• WHAT THE TASK REQUIRES:
Count the lines of the material below that contain the string "high", treating uppercase and lowercase as different, and reply with the number only.

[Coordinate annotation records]

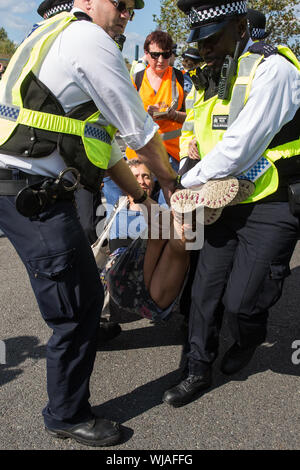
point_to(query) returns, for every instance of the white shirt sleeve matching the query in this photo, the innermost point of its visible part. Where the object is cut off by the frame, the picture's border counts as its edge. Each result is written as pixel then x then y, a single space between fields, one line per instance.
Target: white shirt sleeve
pixel 271 104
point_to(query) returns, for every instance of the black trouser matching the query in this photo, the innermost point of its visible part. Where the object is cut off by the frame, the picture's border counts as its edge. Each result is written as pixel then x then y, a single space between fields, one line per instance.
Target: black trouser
pixel 243 263
pixel 65 280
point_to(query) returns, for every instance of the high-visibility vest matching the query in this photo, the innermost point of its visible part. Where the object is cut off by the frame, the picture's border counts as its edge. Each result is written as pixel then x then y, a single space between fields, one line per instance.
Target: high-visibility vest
pixel 93 132
pixel 169 90
pixel 214 116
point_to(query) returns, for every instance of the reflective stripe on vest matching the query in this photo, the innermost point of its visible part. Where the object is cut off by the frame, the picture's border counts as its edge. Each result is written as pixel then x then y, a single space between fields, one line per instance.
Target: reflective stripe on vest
pixel 95 132
pixel 214 116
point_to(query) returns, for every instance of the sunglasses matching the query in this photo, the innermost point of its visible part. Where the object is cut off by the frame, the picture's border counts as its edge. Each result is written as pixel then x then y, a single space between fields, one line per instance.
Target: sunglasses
pixel 156 55
pixel 122 8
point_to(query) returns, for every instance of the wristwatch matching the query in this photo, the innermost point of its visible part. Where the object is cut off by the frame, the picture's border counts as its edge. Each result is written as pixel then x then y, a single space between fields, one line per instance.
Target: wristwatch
pixel 141 199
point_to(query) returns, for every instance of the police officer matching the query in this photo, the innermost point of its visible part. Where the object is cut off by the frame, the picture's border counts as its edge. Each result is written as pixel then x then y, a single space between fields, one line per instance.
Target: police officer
pixel 63 96
pixel 242 131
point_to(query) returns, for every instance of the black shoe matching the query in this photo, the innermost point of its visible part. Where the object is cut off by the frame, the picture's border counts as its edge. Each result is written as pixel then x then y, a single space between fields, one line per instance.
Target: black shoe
pixel 97 432
pixel 236 358
pixel 186 390
pixel 108 330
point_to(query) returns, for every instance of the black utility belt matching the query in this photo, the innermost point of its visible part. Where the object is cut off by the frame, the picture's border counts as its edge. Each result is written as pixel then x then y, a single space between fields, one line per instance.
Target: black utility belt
pixel 13 181
pixel 288 193
pixel 36 193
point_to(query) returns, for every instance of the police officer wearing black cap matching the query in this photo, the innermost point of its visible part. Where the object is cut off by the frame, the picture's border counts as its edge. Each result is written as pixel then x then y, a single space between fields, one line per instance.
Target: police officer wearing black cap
pixel 66 92
pixel 243 131
pixel 257 24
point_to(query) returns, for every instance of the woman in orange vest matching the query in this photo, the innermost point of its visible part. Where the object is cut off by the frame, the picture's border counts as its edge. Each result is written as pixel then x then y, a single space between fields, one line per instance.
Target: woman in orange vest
pixel 161 89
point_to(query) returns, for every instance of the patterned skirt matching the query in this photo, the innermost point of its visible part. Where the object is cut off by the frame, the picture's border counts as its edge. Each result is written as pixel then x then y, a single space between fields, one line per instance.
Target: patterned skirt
pixel 123 276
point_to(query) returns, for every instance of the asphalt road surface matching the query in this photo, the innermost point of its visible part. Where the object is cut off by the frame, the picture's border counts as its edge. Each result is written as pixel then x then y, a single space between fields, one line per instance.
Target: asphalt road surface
pixel 257 408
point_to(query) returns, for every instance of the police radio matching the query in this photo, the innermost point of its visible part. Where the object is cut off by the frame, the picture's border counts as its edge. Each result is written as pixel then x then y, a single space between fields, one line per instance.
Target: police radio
pixel 228 73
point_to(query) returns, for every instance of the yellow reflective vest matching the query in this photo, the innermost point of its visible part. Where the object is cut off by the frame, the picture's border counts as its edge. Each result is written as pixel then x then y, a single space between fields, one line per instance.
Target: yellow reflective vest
pixel 93 133
pixel 208 120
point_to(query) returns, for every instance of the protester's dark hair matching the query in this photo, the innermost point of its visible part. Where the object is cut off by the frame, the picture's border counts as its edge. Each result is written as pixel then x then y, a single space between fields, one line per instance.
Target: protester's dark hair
pixel 135 162
pixel 161 38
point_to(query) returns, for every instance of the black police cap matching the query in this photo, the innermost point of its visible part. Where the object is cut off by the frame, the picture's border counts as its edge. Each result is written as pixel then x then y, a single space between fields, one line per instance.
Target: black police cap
pixel 257 24
pixel 49 8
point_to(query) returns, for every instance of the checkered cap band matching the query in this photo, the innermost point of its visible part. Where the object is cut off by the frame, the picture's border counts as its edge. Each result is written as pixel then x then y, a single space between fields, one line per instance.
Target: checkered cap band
pixel 9 112
pixel 95 132
pixel 198 17
pixel 257 33
pixel 260 167
pixel 58 9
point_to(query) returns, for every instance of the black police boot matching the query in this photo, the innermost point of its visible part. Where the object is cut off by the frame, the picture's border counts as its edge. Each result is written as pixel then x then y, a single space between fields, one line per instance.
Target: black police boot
pixel 236 358
pixel 187 389
pixel 108 330
pixel 97 432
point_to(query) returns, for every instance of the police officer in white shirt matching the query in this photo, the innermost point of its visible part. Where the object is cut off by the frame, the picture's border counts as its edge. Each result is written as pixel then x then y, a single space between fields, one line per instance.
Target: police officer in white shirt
pixel 246 120
pixel 53 136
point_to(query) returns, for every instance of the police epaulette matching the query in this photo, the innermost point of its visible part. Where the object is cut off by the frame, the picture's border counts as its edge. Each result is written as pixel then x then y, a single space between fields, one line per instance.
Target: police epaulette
pixel 263 48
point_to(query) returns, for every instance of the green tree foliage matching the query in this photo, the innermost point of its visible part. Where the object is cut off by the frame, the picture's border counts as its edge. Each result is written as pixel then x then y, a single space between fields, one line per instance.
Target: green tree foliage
pixel 283 21
pixel 7 47
pixel 173 21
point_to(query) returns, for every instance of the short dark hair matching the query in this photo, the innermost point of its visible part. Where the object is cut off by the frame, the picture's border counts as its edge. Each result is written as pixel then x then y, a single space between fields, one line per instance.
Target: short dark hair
pixel 161 38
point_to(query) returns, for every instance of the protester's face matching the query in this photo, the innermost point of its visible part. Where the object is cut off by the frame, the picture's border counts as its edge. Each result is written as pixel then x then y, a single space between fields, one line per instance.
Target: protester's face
pixel 215 48
pixel 144 178
pixel 105 14
pixel 158 64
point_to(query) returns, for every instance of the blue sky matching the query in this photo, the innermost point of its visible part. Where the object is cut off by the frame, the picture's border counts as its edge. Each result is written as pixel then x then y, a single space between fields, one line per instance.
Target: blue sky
pixel 17 16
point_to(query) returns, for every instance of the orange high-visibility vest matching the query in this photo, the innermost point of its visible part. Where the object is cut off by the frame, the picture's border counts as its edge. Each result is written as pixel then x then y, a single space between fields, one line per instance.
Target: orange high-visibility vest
pixel 169 90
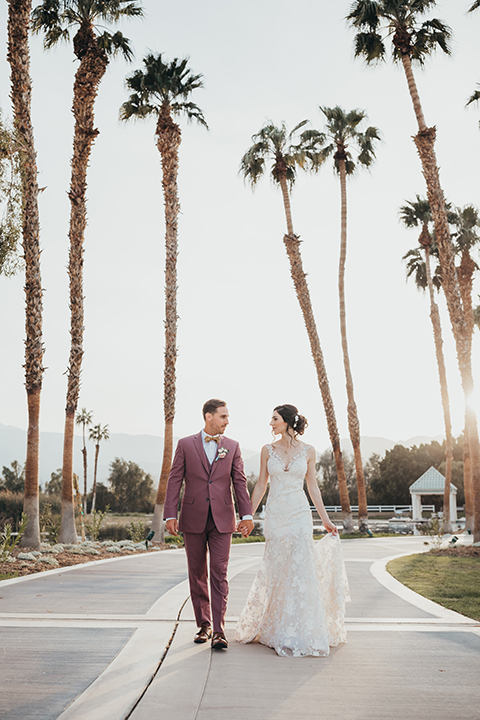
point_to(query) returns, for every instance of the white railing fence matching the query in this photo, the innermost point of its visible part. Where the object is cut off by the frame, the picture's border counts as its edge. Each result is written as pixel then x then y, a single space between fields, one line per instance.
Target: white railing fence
pixel 380 508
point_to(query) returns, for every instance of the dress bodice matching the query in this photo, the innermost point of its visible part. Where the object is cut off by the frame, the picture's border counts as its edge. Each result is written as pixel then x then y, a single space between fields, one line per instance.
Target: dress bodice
pixel 296 469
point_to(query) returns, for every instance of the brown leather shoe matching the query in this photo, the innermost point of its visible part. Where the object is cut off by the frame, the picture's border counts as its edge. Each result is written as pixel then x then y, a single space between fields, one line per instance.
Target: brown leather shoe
pixel 203 634
pixel 219 641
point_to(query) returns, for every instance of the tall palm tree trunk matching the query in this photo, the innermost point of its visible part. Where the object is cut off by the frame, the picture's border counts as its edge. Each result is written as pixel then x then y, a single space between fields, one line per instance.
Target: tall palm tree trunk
pixel 468 482
pixel 425 140
pixel 93 64
pixel 465 278
pixel 94 486
pixel 84 453
pixel 442 374
pixel 169 138
pixel 292 245
pixel 353 422
pixel 21 91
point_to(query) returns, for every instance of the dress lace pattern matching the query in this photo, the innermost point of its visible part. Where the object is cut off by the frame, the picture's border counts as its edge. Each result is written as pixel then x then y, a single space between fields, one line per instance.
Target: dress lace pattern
pixel 296 604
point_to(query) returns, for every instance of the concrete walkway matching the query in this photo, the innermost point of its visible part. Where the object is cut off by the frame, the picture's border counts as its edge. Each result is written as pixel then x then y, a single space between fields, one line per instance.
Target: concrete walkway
pixel 112 640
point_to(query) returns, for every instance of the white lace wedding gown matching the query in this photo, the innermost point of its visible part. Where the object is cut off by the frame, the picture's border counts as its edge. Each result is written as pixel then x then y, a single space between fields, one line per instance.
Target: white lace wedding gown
pixel 296 604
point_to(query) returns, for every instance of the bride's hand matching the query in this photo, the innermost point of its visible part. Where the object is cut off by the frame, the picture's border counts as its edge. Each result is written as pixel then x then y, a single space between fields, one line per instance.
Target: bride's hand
pixel 330 527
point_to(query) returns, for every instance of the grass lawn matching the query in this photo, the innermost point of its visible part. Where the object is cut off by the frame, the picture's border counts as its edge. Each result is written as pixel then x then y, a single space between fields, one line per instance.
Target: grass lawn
pixel 453 582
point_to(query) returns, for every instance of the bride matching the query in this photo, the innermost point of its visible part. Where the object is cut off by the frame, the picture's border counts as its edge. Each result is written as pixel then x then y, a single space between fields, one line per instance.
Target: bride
pixel 296 604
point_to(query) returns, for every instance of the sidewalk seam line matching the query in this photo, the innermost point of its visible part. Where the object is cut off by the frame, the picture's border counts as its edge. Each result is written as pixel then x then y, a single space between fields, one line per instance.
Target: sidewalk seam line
pixel 160 663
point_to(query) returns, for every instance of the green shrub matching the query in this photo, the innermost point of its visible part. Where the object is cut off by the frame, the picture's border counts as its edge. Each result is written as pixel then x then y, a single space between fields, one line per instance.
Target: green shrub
pixel 8 541
pixel 11 508
pixel 96 520
pixel 50 523
pixel 136 531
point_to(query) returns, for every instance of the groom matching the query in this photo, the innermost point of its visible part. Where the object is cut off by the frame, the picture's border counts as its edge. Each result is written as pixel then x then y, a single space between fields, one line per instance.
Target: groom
pixel 209 464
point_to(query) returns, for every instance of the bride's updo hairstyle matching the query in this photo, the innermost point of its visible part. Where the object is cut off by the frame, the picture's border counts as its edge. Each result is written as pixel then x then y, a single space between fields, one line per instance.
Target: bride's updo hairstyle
pixel 296 423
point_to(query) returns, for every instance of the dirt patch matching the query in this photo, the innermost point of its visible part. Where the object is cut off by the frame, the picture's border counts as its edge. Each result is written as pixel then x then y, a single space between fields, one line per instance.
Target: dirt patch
pixel 457 552
pixel 65 559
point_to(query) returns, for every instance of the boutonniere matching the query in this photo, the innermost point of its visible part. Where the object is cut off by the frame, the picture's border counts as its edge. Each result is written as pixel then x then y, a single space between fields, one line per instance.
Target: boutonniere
pixel 222 452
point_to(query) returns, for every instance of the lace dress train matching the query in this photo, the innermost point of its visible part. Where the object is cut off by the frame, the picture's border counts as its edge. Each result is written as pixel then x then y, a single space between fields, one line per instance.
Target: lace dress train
pixel 296 604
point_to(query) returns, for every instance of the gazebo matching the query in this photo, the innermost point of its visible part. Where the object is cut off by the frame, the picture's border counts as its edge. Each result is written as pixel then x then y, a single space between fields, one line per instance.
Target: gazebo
pixel 431 483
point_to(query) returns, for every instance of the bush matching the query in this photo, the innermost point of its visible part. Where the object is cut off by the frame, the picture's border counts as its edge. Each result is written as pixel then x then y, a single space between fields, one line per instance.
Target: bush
pixel 11 508
pixel 136 531
pixel 50 523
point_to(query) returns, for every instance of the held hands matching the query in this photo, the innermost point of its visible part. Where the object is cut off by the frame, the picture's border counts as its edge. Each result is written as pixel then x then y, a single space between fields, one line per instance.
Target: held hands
pixel 171 526
pixel 245 527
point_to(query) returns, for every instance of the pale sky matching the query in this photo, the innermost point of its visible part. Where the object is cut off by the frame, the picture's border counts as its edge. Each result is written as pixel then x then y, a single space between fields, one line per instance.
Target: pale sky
pixel 241 334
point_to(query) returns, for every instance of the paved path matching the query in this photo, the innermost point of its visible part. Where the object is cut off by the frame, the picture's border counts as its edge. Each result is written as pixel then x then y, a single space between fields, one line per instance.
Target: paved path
pixel 112 640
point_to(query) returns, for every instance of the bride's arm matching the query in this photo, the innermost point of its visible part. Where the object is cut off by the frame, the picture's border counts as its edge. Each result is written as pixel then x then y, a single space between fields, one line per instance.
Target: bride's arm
pixel 315 494
pixel 261 486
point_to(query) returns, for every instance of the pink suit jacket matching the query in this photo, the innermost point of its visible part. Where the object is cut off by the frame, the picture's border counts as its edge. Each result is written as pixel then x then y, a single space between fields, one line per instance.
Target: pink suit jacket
pixel 207 486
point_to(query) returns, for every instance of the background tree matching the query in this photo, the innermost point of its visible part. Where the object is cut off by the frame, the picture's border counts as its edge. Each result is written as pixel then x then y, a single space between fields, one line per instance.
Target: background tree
pixel 97 434
pixel 162 89
pixel 465 223
pixel 414 214
pixel 328 481
pixel 84 418
pixel 54 485
pixel 92 48
pixel 413 41
pixel 476 95
pixel 21 92
pixel 390 478
pixel 13 478
pixel 10 199
pixel 274 144
pixel 343 137
pixel 132 487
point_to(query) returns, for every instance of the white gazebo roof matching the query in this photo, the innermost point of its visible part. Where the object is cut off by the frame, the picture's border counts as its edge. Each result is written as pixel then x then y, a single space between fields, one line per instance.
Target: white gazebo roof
pixel 431 482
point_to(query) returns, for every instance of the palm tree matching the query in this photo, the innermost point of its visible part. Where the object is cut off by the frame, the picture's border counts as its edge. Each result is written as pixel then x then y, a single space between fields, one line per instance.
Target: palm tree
pixel 21 91
pixel 92 48
pixel 414 214
pixel 11 209
pixel 274 144
pixel 97 434
pixel 413 41
pixel 342 132
pixel 162 89
pixel 464 223
pixel 475 97
pixel 84 418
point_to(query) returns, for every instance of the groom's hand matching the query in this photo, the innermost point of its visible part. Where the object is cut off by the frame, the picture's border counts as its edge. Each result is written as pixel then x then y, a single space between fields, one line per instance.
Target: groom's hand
pixel 245 527
pixel 171 526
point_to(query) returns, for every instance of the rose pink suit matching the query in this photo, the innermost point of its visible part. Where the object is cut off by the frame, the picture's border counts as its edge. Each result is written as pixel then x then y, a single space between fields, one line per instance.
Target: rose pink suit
pixel 207 519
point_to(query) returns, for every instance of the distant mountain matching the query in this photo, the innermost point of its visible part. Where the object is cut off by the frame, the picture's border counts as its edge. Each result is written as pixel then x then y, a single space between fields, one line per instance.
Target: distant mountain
pixel 145 450
pixel 368 446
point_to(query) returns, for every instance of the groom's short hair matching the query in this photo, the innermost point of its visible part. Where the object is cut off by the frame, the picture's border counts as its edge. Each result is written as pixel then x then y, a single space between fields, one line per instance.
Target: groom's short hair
pixel 212 405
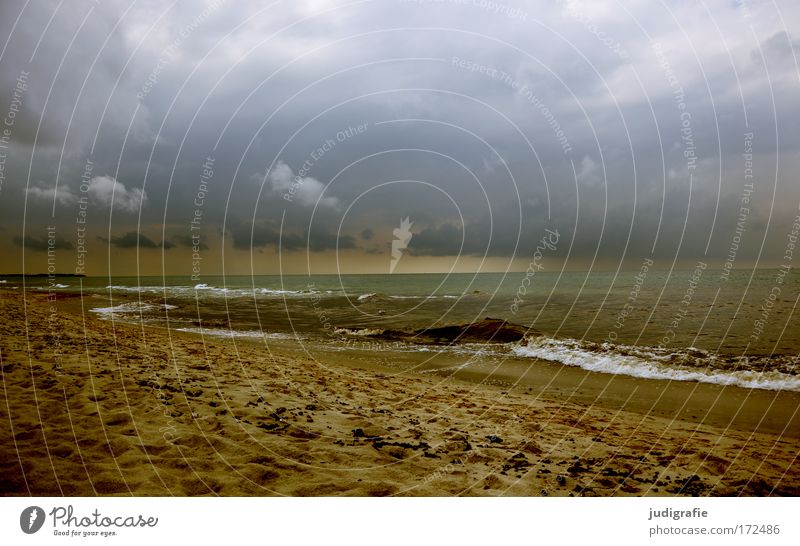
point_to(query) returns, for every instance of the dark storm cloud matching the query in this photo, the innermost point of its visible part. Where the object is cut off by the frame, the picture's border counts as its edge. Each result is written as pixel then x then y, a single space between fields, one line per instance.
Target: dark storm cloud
pixel 188 241
pixel 501 105
pixel 43 245
pixel 133 239
pixel 266 234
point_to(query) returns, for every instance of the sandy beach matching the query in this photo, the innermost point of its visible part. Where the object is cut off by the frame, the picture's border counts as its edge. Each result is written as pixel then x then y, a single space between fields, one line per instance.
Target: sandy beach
pixel 91 407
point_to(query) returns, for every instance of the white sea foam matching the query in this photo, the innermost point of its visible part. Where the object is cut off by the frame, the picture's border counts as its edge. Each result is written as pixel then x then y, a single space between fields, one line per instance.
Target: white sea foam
pixel 358 332
pixel 209 291
pixel 132 307
pixel 648 363
pixel 224 332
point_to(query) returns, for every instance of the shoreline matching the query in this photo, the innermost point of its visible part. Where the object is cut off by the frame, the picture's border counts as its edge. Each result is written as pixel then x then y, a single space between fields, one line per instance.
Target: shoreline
pixel 126 409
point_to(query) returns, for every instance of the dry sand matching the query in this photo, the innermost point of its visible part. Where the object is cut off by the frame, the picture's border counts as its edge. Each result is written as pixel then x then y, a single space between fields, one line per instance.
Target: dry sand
pixel 90 407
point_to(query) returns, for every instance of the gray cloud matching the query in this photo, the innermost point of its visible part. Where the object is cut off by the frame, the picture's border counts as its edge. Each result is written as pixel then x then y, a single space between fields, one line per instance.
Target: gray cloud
pixel 42 245
pixel 467 113
pixel 133 239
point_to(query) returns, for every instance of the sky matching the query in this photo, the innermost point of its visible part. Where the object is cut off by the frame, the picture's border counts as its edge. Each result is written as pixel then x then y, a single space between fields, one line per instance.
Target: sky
pixel 220 137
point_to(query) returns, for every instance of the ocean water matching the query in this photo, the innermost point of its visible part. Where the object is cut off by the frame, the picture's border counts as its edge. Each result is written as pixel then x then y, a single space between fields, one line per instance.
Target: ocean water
pixel 693 325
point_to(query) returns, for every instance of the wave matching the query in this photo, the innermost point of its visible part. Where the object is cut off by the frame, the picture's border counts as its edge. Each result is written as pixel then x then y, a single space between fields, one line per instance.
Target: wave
pixel 656 363
pixel 225 332
pixel 133 307
pixel 210 291
pixel 358 332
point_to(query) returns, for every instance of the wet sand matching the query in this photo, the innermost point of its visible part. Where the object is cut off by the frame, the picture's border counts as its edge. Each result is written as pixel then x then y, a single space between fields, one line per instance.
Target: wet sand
pixel 93 407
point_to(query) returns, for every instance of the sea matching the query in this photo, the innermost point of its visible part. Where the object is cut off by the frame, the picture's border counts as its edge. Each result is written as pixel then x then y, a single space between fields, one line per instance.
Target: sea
pixel 739 328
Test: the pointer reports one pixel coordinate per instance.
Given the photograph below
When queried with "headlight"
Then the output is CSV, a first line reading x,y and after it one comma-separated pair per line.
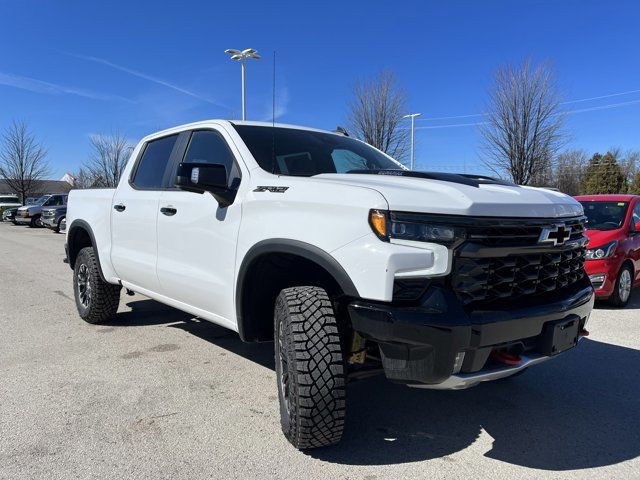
x,y
386,227
605,251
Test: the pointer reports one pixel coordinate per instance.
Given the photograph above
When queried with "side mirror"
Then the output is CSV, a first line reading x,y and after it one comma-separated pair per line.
x,y
206,177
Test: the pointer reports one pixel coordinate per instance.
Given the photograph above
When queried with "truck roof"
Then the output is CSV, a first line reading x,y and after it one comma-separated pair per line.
x,y
606,198
203,123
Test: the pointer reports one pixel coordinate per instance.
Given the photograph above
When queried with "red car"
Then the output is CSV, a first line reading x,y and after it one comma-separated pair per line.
x,y
613,251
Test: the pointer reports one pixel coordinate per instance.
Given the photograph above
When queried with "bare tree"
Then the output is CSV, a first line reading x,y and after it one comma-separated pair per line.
x,y
569,169
109,154
375,114
523,130
22,159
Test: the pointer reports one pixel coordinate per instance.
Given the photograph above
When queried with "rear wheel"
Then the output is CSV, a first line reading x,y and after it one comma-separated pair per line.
x,y
35,222
309,367
96,300
622,290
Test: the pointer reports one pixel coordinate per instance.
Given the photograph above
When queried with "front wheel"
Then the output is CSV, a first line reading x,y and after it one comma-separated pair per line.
x,y
96,300
622,290
309,367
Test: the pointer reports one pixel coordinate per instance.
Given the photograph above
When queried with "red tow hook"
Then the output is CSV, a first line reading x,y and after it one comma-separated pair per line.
x,y
506,357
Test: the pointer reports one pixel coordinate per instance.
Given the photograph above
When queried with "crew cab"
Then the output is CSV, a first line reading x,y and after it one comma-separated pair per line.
x,y
613,255
31,214
351,264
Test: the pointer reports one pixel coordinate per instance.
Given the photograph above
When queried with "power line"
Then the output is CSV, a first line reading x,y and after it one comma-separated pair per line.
x,y
568,112
449,117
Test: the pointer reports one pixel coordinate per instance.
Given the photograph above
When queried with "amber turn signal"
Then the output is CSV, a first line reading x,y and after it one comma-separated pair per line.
x,y
378,222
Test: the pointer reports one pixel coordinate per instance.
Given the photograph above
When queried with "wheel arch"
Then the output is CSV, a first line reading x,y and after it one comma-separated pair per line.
x,y
80,236
285,263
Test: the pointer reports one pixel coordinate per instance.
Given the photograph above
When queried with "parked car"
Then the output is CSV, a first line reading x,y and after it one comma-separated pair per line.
x,y
8,201
53,216
9,215
31,214
613,255
349,262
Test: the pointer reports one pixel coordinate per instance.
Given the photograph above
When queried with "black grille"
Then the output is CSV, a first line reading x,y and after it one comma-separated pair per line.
x,y
509,232
477,279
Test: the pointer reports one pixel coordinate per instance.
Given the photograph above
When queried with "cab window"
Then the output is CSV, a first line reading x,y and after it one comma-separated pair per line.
x,y
149,173
208,146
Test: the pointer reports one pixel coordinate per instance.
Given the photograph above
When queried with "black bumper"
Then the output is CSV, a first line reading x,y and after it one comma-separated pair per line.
x,y
419,344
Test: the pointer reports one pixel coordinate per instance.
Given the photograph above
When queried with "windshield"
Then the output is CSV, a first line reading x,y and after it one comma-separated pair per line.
x,y
304,153
605,215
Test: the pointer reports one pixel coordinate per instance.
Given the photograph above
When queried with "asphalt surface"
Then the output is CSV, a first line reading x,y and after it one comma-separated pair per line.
x,y
159,394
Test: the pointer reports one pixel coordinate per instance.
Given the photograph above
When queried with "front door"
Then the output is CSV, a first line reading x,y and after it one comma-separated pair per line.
x,y
134,216
197,238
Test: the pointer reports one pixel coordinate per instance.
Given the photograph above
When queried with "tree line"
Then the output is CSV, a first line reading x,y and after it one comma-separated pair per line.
x,y
523,139
24,162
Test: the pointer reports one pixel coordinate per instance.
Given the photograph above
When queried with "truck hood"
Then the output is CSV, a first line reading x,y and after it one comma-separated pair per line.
x,y
424,195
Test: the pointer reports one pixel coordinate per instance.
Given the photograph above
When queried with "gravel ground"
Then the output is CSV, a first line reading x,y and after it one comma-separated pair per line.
x,y
159,394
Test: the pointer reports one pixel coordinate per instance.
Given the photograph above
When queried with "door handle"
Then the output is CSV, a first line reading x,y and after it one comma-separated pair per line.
x,y
169,211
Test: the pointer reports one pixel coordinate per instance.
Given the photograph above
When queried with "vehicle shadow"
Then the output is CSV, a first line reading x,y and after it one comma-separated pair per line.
x,y
580,410
634,302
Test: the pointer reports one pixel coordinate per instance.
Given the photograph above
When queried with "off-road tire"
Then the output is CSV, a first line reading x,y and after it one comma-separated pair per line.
x,y
57,227
103,297
615,299
313,403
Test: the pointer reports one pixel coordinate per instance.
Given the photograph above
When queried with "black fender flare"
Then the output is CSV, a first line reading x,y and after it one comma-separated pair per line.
x,y
295,247
73,229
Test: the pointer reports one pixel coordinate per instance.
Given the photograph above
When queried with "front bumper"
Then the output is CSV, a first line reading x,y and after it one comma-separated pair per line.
x,y
607,268
421,345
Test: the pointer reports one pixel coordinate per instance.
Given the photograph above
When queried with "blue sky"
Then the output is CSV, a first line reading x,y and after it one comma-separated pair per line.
x,y
73,68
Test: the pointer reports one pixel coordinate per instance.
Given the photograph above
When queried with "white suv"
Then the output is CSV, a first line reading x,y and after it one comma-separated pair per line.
x,y
351,264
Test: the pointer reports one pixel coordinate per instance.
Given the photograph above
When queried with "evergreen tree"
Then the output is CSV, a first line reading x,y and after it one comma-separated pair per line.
x,y
603,175
635,184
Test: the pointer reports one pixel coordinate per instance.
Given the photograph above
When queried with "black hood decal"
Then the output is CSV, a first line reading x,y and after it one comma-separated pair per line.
x,y
461,178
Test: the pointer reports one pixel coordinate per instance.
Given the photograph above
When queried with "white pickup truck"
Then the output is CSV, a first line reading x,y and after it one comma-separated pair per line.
x,y
350,263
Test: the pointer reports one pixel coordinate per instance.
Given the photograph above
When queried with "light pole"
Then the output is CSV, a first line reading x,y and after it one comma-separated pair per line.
x,y
242,56
412,116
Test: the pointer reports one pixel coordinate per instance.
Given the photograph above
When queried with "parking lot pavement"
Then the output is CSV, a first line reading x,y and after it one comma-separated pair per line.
x,y
159,394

• COMPLETED TASK:
4